DOCUMENT SECTION:
-- Opening Marker --

Meat of the Matter: Worst of the Worst

The Lonely Planet travel website recently offered up an intriguing question for travelers who've made the journey "across The Pond" to England, Europe and points beyond.

Although post-Brexit, I guess the UK is no longer considered part of Europe.

As the writer noted, "The stuff we do when traveling — like go to museums, walk through markets, see statues, walk up mountains - is what I call the 'space between meals.' For many travelers, it's the dining experience that anchors our day on the road."

No quibbles with that.

"Sometimes the food we find traveling is plain weird," the article continued. "Cambodian menus include spiders, Vietnamese ones cats, Chinese go for pig faces, Oaxacans [eat] crickets — and Colombians put cheese in their hot chocolate. It's all fair game, whether you eat or not."

As far as weird food, my fondest memory of a visit to the "wet market" in the southern Chinese city of Guangzhou some years ago wasn't the many stalls in which the carcasses of some unknown animals (monkeys? foxes? giant rodents?) were hanging from hooks, apparently as a way to entice customers to pick one up for dinner.

Nor was it one of the stalls at which a member of our party remarked, "Oh, is that a pet shop?" referring to the cages of puppies stacked six deep, to which our guide quickly suggested, "Uh, why don't we check out this other stall over here that has some very interesting Chinese vegetables?"

No, the weirdest culinary ingredient was being sold from a small, cramped little stall containing a plastic kid's wading pool and an elderly woman holding a chopstick on the rim of the pool. Upon closer inspection, she was shepherding about a thousand scorpions swarming around inside their plastic prison, and for amusement, she was letting one at a time crawl up the chopstick to see how close she could come to getting stung before flipping the scorpion back among its buddies.

Upon inquiry, our guide casually remarked, "Oh those — we put 'em in soup. They're very good."

Adding a delightful crunch and some valuable protein, I presume.

Best and Worst
But the food-related question the Lonely Planet article asked wasn't about the weirdest, but the worst. In fact, the article was titled, "Is British food the worst in the world?"

I can answer that.

Yes! Yes it is.

Turns out the travel company's staff agreed. In a poll taken among employees in the firm's offices in Melbourne, Oakland, New York and London, the overwhelming consensus was that the world's worst food is from Britain.

"By a landslide," the article noted, and in fact of all the offices, only one city's staffers declined to vote, and you can probably guess which one.

Granted, Great Britain is well-known for such "delicacies" as eel pie, haggis, toad in the hole and spotted dick (a molded pudding made from suet and dried fruit). Those choices alone probably put the country at the bottom of the culinary heap. But my experiences with ordinary British cuisine — and there's an oxymoron for you — confirm the poll results.

Sure, the classic British pub is generally a lively location for an evening's entertainment — as long as you stick to the ale and forego the pub grub. However, even nice, sit-down neighborhood restaurants in the big cities are abysmal in terms of the quality of the typical meal.

In a word, British food is "brown."

-- Closing Marker --

Collected data entries
-- Opening Marker --

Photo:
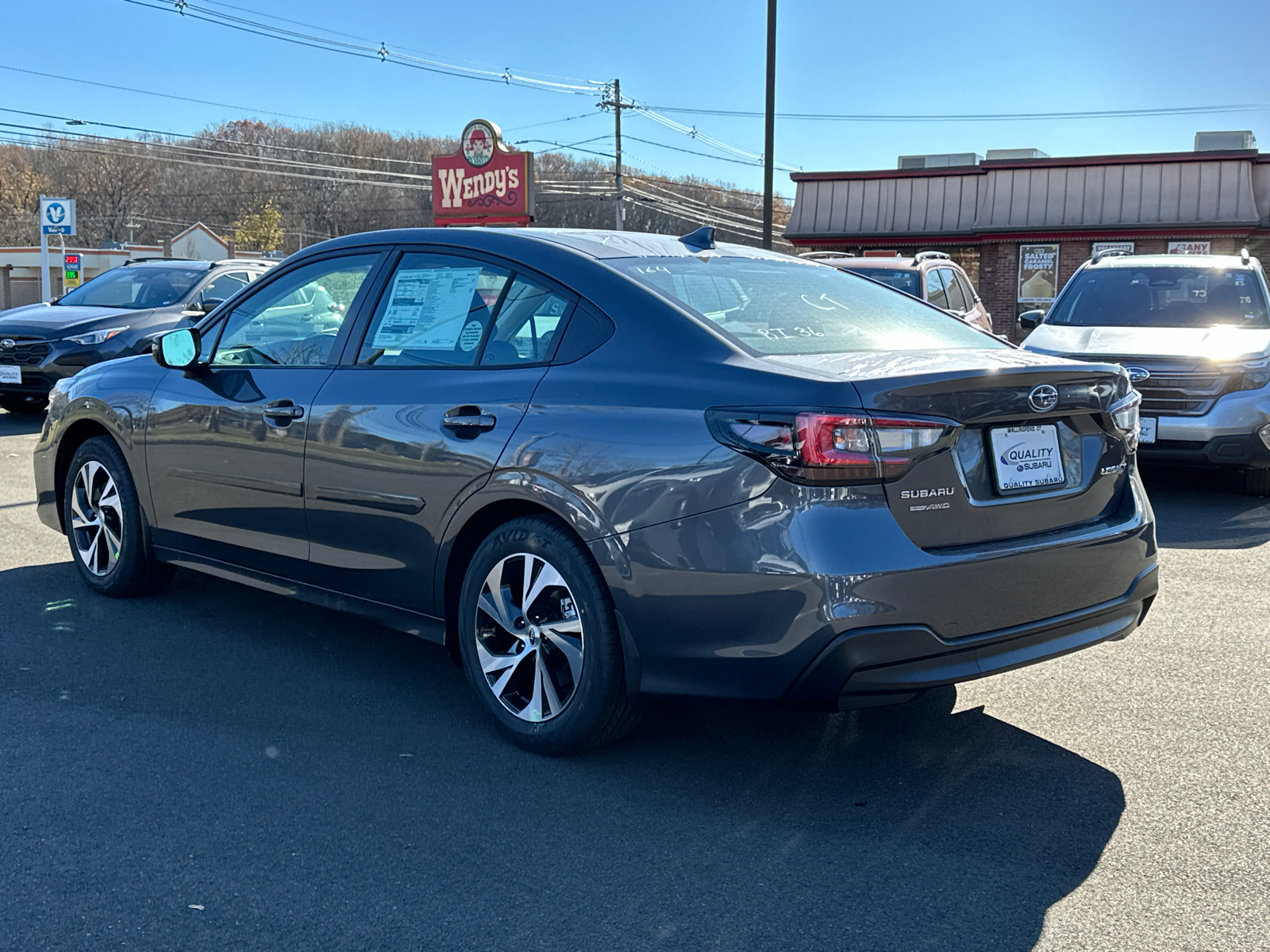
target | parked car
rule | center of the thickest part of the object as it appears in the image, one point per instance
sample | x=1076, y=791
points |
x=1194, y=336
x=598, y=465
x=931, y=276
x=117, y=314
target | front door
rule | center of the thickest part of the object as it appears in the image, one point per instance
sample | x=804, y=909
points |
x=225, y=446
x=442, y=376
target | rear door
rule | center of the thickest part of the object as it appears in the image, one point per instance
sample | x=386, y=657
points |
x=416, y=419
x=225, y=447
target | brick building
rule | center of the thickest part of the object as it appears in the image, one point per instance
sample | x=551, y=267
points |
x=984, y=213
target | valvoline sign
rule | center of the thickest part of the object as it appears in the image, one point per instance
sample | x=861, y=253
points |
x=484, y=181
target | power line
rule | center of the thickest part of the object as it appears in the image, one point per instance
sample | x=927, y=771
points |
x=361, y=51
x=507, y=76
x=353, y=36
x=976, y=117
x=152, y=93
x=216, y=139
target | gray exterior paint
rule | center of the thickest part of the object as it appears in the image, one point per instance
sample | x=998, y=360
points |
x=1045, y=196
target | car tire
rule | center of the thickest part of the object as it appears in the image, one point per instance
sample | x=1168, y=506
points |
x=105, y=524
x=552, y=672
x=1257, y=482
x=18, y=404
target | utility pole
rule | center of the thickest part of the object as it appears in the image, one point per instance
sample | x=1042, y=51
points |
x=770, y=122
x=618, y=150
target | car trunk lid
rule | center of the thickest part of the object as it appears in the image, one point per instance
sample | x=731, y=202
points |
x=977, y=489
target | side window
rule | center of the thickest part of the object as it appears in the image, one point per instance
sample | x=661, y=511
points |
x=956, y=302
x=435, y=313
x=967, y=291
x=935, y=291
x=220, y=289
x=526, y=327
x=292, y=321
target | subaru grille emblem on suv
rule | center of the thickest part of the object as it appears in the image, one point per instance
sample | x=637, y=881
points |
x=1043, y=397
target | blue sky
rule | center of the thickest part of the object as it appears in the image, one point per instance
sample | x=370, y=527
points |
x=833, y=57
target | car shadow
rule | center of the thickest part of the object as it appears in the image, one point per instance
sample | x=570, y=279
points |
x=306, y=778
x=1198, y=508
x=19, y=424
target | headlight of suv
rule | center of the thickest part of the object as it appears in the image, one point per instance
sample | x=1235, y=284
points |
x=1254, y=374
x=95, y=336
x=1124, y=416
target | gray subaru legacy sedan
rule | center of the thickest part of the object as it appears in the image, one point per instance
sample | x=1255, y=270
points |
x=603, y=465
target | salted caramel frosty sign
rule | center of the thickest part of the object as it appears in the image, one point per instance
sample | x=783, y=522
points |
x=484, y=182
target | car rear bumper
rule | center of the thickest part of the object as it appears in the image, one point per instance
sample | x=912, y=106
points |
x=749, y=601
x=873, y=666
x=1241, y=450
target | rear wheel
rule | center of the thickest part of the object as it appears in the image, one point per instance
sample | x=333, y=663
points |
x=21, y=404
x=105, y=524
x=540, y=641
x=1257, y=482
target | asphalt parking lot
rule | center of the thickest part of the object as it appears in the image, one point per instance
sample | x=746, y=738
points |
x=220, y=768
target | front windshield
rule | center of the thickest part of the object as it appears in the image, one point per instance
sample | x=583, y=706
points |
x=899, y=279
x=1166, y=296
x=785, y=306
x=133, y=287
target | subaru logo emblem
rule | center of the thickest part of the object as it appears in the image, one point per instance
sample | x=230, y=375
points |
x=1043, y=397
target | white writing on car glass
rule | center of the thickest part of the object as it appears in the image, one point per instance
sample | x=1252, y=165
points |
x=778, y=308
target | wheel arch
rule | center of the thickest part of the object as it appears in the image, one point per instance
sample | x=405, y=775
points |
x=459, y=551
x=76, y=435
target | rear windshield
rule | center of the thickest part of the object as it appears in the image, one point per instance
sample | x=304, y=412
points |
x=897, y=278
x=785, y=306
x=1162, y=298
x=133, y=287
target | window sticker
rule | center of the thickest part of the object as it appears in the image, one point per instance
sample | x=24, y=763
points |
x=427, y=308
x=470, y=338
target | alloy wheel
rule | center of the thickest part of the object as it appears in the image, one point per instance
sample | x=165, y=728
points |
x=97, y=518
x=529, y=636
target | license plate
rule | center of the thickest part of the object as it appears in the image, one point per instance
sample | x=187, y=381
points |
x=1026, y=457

-- Closing Marker --

PROMPT 1:
Answer these questions on the column about British food:
(a) In which Chinese city was the wet market the writer visited?
(b) In which cities were the offices where the poll was taken?
(c) According to the column, what is spotted dick made from?
PROMPT 2: Rewrite the part of the column about British food that begins at the words "I can answer" and ends after "the poll results.", with "landslide" replaced by "wide margin".

ANSWER AREA 1:
(a) Guangzhou
(b) Melbourne, Oakland, New York and London
(c) Suet and dried fruit

ANSWER AREA 2:
I can answer that.

Yes! Yes it is.

Turns out the travel company's staff agreed. In a poll taken among employees in the firm's offices in Melbourne, Oakland, New York and London, the overwhelming consensus was that the world's worst food is from Britain.

"By a wide margin," the article noted, and in fact of all the offices, only one city's staffers declined to vote, and you can probably guess which one.

Granted, Great Britain is well-known for such "delicacies" as eel pie, haggis, toad in the hole and spotted dick (a molded pudding made from suet and dried fruit). Those choices alone probably put the country at the bottom of the culinary heap. But my experiences with ordinary British cuisine — and there's an oxymoron for you — confirm the poll results.